··· RECORDS SHOWN ···
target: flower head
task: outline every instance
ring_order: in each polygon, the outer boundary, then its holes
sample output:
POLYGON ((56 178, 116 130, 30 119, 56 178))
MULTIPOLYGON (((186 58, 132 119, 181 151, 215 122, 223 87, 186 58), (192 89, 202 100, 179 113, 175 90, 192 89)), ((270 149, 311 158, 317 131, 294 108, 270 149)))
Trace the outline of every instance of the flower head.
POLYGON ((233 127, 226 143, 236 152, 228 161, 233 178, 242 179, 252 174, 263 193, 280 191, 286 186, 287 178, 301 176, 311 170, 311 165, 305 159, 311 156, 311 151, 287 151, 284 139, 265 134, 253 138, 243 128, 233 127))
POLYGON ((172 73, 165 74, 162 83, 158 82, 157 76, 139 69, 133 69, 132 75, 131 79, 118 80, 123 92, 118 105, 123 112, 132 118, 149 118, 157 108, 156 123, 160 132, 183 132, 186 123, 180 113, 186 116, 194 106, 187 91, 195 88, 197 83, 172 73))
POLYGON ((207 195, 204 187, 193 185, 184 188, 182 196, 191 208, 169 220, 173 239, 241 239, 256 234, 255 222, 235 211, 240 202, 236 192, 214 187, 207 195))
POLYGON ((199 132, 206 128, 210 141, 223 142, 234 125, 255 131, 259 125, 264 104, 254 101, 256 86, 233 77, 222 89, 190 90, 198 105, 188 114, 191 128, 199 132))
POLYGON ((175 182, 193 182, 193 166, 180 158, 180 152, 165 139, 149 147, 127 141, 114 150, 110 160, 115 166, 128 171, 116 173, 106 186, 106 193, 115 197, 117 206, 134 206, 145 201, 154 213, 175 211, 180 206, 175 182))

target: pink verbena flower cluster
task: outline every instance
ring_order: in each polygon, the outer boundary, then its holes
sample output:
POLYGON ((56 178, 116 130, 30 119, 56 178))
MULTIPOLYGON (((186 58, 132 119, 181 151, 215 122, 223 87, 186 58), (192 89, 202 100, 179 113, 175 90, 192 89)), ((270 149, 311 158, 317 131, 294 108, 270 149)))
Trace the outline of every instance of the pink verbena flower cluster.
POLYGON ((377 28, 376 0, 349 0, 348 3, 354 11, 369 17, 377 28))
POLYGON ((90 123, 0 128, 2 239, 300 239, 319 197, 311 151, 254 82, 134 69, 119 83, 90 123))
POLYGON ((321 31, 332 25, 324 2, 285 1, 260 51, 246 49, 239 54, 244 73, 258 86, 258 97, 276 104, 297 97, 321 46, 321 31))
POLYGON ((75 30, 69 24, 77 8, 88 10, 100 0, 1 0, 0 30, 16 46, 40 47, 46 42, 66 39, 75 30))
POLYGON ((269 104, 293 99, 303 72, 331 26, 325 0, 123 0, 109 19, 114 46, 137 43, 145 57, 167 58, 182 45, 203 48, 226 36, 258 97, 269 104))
···
CHALLENGE
Return each line of the records above exactly as it reads.

ANSWER TO THE EXERCISE
target: flower head
task: outline every instance
ring_order: in each polygon, the outer boundary, then its holes
sample output:
POLYGON ((56 178, 116 130, 30 119, 56 178))
MULTIPOLYGON (((186 58, 132 119, 181 151, 215 122, 223 87, 186 58), (192 89, 202 100, 179 113, 175 90, 192 89)), ((270 149, 311 158, 317 131, 294 108, 270 149)))
Trace the outline of every instance of the flower head.
POLYGON ((233 127, 226 143, 236 152, 228 161, 233 178, 242 179, 252 174, 263 193, 280 191, 286 186, 287 178, 301 176, 311 170, 311 165, 305 159, 311 156, 311 151, 287 151, 284 139, 265 134, 253 138, 243 128, 233 127))
POLYGON ((172 73, 165 74, 162 83, 158 82, 157 76, 139 69, 133 69, 132 75, 131 79, 118 80, 123 92, 118 105, 123 112, 132 118, 149 118, 157 108, 156 123, 160 132, 183 132, 186 123, 180 113, 186 116, 194 106, 187 91, 195 88, 197 83, 172 73))
POLYGON ((207 195, 204 187, 193 185, 184 188, 182 196, 191 208, 169 220, 173 239, 241 239, 256 234, 255 222, 235 211, 240 202, 236 192, 214 187, 207 195))
POLYGON ((199 132, 206 128, 210 141, 223 142, 234 125, 255 131, 259 125, 264 104, 254 101, 256 86, 233 77, 222 89, 190 90, 198 105, 188 114, 191 128, 199 132))
POLYGON ((175 182, 193 182, 193 166, 180 158, 180 152, 165 139, 149 147, 127 141, 114 150, 110 160, 115 166, 128 171, 116 173, 106 186, 106 193, 115 197, 117 206, 134 206, 145 201, 154 213, 175 211, 180 206, 175 182))

target: pink verbena flower cluster
task: outline every instance
ring_order: in each polygon, the outer boundary, then its holes
sample output:
POLYGON ((56 178, 116 130, 30 119, 56 178))
MULTIPOLYGON (((186 58, 132 119, 181 151, 215 122, 223 87, 186 58), (192 89, 202 100, 179 113, 175 90, 192 89)), ((270 149, 311 158, 317 131, 294 108, 270 149)))
Trace the outline of every instance of the pink verbena flower cluster.
POLYGON ((377 28, 376 0, 349 0, 348 3, 354 11, 369 17, 377 28))
POLYGON ((90 123, 0 128, 2 239, 300 239, 319 197, 311 151, 254 82, 134 69, 119 83, 90 123))
POLYGON ((321 31, 332 25, 324 2, 285 1, 260 51, 246 49, 239 54, 244 73, 258 86, 258 97, 276 104, 297 97, 321 46, 321 31))
POLYGON ((75 30, 69 24, 77 8, 88 10, 100 0, 1 0, 0 30, 16 46, 40 47, 46 42, 66 39, 75 30))
POLYGON ((269 104, 293 99, 303 72, 331 26, 325 0, 123 0, 109 19, 114 46, 137 43, 145 57, 167 58, 182 45, 203 48, 226 36, 258 97, 269 104))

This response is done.